*Task statement:* Pick up the BCB After Dark post about which free-agent starting pitcher the Cubs should sign, and keep writing from its last sentence.

[START OF Text segment]

The late-night/early-morning spot for Cubs fans asks which free agent starting pitcher you prefer the Cubs to sign.

We’re so glad to see you here at BCB After Dark: the hippest afterparty for night owls, early risers, new parents and Cubs fans abroad. Come on in out of the cold. We can check your coat for you. Please tell us if you need anything. The hostess will seat you now. Bring your own beverage.
BCB After Dark is the place for you to talk baseball, music, movies, or anything else you need to get off your chest, as long as it is within the rules of the site. The late-nighters are encouraged to get the party started, but everyone else is invited to join in as you wake up the next morning and into the afternoon.
Last night, I asked you if the Cubs should bring back right-hander Michael Soroka, who didn’t get much of a chance to pitch for the Cubs last year because of an injury. I was surprised to find out that 47 percent of you thought Soroka was worth a one-year, $6 million offer. Of course, they say there are no bad one-year contracts. Twenty-four percent of you thought the Cubs should let him leave with the rest wanting to bring him back for less or in a few cases, more money
Here’s the part where we listen to music and talk movies. The BCB Winter Science Fiction Classic is underway, but it’s not too late to join. But you can skip that if you want. You won’t hurt my feelings.

[END OF Text segment]
[START OF Dataset extract]

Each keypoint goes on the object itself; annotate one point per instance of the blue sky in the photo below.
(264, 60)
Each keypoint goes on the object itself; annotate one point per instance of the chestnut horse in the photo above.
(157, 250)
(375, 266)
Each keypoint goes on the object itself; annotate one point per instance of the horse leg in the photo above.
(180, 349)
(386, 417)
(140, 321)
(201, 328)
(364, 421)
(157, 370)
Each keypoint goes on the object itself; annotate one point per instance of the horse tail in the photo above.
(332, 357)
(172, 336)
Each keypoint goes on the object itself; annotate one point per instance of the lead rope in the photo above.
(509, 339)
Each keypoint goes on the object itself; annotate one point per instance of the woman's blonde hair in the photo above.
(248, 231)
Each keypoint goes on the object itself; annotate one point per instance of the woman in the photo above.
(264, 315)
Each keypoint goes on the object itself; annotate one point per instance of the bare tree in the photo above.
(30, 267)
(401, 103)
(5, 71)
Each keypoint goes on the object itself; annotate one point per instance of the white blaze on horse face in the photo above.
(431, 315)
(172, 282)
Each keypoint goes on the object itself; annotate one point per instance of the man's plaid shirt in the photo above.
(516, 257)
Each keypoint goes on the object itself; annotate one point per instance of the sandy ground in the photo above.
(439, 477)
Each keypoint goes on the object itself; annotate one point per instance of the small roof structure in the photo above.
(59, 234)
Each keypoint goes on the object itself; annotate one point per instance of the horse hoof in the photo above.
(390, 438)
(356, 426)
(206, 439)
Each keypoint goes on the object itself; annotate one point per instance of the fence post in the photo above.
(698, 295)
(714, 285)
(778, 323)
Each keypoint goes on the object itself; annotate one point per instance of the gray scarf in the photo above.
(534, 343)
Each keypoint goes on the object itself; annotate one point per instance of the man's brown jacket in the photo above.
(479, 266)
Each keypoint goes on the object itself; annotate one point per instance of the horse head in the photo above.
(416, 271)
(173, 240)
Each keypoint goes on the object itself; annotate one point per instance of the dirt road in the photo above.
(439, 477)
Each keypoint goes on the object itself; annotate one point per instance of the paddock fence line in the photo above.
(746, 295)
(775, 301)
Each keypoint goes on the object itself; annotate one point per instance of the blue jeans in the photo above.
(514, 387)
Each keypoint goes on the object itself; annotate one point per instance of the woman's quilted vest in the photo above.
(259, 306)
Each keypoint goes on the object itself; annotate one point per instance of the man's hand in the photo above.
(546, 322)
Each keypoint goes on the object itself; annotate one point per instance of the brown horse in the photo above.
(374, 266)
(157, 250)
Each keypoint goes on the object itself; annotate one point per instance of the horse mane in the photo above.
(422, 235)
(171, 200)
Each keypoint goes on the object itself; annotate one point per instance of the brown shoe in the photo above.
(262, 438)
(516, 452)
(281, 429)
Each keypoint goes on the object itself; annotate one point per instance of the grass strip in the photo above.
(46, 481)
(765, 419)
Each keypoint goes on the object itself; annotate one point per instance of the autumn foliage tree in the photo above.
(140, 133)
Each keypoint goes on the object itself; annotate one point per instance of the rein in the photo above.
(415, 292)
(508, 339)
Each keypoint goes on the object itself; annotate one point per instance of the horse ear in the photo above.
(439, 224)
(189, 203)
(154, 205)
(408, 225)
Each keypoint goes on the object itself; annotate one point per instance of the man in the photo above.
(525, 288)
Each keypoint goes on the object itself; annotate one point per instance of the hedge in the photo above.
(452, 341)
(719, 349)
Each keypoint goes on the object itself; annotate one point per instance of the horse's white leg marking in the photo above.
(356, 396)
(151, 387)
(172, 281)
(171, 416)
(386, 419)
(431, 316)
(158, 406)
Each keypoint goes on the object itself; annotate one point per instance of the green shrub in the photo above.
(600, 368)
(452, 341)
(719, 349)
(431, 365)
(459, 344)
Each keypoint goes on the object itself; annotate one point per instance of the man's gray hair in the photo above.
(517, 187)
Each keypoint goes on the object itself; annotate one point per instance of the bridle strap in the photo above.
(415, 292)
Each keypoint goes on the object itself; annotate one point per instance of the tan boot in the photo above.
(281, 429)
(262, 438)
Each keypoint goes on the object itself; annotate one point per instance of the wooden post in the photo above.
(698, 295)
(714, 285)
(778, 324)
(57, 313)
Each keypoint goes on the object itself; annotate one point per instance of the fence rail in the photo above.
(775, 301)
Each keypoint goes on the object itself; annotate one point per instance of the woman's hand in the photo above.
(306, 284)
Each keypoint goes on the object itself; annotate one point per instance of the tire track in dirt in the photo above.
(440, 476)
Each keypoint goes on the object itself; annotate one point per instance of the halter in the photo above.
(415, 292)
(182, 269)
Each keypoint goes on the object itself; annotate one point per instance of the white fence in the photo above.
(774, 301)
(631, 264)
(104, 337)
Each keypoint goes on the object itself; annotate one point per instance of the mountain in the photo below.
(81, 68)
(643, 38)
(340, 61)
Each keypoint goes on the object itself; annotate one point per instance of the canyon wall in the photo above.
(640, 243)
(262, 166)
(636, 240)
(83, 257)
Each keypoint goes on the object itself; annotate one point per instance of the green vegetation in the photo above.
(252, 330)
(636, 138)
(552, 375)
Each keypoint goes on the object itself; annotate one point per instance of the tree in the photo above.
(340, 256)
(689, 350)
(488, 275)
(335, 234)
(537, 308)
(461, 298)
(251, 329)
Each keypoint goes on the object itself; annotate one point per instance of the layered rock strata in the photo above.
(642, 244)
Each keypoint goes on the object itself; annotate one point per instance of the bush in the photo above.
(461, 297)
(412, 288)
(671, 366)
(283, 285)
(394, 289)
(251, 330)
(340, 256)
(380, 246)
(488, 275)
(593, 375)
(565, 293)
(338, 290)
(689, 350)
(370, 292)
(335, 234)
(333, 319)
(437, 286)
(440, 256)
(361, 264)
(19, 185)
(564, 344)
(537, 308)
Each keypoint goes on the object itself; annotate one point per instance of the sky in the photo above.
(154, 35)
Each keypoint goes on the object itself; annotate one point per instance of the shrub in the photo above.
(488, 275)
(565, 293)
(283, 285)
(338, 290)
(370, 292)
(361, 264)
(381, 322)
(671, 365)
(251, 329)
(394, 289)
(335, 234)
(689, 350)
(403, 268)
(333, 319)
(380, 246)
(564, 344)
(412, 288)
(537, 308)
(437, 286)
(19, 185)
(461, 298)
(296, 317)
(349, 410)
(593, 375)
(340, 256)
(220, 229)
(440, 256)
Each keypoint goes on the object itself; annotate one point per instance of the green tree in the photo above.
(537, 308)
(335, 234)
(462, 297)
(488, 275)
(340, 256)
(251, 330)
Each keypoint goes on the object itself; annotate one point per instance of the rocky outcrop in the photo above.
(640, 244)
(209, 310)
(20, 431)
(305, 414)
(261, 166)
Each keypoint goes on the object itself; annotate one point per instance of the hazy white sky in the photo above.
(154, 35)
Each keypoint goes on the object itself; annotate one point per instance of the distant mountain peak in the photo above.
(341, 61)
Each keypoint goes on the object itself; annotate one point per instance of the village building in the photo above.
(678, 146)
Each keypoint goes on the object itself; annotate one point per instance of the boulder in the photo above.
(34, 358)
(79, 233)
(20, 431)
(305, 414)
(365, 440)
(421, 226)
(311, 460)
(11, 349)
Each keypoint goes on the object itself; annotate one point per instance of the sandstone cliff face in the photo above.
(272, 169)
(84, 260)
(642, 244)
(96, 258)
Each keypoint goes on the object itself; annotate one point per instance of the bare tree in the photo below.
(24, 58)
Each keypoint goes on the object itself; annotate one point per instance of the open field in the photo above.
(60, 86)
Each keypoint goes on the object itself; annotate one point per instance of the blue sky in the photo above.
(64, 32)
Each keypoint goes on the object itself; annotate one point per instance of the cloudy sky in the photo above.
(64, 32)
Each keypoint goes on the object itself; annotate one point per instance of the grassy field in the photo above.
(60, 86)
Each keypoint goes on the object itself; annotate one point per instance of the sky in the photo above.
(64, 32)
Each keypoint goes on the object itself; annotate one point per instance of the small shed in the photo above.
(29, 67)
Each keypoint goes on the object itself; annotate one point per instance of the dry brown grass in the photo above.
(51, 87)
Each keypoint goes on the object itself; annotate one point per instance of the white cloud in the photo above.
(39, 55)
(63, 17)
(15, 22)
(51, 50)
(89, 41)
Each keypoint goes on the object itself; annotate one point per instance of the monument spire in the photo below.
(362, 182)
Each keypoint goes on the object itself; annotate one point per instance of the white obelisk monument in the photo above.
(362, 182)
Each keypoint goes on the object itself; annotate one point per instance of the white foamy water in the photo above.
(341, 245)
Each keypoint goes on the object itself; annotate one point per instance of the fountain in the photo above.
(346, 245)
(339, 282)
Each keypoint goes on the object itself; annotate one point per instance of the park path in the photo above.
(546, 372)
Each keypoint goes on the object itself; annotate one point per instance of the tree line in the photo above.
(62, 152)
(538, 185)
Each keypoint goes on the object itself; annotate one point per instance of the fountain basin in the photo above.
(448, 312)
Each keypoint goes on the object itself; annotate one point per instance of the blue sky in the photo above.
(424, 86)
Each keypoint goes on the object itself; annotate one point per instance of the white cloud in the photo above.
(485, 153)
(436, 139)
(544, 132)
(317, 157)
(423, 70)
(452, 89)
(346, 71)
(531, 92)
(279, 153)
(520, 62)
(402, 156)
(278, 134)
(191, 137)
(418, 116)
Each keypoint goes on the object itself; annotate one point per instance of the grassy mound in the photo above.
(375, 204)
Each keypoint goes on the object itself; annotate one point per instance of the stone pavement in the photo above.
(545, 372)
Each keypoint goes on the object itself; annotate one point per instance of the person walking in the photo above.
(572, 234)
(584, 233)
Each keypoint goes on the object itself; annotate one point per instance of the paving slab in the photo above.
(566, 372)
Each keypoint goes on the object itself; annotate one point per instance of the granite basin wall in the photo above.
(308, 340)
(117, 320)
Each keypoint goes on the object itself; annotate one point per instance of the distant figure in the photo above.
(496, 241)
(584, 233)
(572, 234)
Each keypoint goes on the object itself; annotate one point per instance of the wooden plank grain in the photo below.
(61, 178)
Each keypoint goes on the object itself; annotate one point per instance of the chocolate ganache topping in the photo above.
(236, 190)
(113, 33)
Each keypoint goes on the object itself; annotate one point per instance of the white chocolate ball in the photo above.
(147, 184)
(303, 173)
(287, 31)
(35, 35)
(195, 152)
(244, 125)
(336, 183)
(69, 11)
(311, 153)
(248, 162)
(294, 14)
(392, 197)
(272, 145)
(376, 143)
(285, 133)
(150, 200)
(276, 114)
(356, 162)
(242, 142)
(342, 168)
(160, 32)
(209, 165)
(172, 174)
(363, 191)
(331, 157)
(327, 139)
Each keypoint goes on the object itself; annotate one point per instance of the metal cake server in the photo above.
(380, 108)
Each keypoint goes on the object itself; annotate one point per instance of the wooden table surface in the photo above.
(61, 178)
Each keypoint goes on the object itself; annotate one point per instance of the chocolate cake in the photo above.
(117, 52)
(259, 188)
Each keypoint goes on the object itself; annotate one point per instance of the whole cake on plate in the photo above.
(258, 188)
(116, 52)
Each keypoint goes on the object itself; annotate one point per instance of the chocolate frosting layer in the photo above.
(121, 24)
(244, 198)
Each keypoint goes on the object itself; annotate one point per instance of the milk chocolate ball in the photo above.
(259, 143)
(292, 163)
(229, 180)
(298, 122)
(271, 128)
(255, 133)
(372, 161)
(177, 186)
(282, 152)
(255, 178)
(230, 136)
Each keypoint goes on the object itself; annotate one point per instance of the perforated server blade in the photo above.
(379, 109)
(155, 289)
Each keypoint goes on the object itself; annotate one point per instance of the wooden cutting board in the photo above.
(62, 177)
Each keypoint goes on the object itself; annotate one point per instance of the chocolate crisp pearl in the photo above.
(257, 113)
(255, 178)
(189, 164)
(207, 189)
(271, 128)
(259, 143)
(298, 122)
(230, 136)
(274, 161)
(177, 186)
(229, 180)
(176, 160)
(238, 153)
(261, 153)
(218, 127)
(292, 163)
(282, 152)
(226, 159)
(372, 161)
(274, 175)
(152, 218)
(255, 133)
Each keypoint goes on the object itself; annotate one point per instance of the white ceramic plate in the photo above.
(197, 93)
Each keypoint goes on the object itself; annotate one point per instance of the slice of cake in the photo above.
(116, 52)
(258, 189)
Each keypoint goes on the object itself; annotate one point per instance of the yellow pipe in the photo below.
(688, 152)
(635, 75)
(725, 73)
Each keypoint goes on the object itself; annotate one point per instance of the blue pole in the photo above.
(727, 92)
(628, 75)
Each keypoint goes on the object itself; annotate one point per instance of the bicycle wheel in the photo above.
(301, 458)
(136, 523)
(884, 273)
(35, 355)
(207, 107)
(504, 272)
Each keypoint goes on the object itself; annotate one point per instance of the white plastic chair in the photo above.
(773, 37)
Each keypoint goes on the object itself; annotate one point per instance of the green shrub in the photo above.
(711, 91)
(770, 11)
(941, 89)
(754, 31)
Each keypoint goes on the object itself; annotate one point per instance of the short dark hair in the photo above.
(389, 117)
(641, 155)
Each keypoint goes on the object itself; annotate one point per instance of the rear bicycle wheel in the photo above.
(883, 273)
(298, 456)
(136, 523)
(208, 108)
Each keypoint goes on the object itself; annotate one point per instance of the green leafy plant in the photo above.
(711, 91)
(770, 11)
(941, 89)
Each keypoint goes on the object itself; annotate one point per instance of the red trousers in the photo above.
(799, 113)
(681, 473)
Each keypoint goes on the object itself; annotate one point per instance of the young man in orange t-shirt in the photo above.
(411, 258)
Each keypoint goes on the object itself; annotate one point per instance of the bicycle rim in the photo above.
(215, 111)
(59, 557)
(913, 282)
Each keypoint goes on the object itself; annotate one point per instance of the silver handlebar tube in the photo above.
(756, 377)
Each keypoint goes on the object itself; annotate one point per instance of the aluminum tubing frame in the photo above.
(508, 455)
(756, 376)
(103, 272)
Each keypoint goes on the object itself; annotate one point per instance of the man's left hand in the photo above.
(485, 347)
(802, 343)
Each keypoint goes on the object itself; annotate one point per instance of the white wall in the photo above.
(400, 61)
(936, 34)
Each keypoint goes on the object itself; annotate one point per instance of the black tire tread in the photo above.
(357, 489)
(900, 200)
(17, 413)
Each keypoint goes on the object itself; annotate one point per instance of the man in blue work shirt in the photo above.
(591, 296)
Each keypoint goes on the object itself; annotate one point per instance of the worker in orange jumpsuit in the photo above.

[END OF Dataset extract]

*Final result:*
We interrupt your Christmas jazz to memorialize the passing of the great R&B/blues guitarist Steve Cropper. Cropper was inducted into the Rock and Roll Hall of Fame as a member of Booker T. and M.G.‘s and he’s in a bunch of other Hall of Fames as well. He was a much in-demand session guitarist and songwriter.
One of the songs he co-wrote, and which is the one he is probably most associated with, is the big hit for Booker T. and the M.G.’s “Green Onions.” Since this is a jazz feature, here is Count Basie and his Orchestra covering “Green Onions.”
You voted in the BCB Winter Science Fiction Classic and we have a minor upset as Star Trek II: The Wrath of Khan came out on top of Close Encounters of the Third Kind. I don’t have a problem with that at all, considering my long personal history with the Star Trek franchise. Also, while I admire Close Encounters more as a piece of filmmaking, if you ask me which one I’d rather sit down and re-watch, it’s Wrath of Khan everyday. So I don’t think you could have gone wrong with either choice.
Today we have our matchup of two films that merge the science fiction and horror genres. They are director Ridley Scott’s 1979 work Alien and director John Carpenter’s 1982 film, The Thing.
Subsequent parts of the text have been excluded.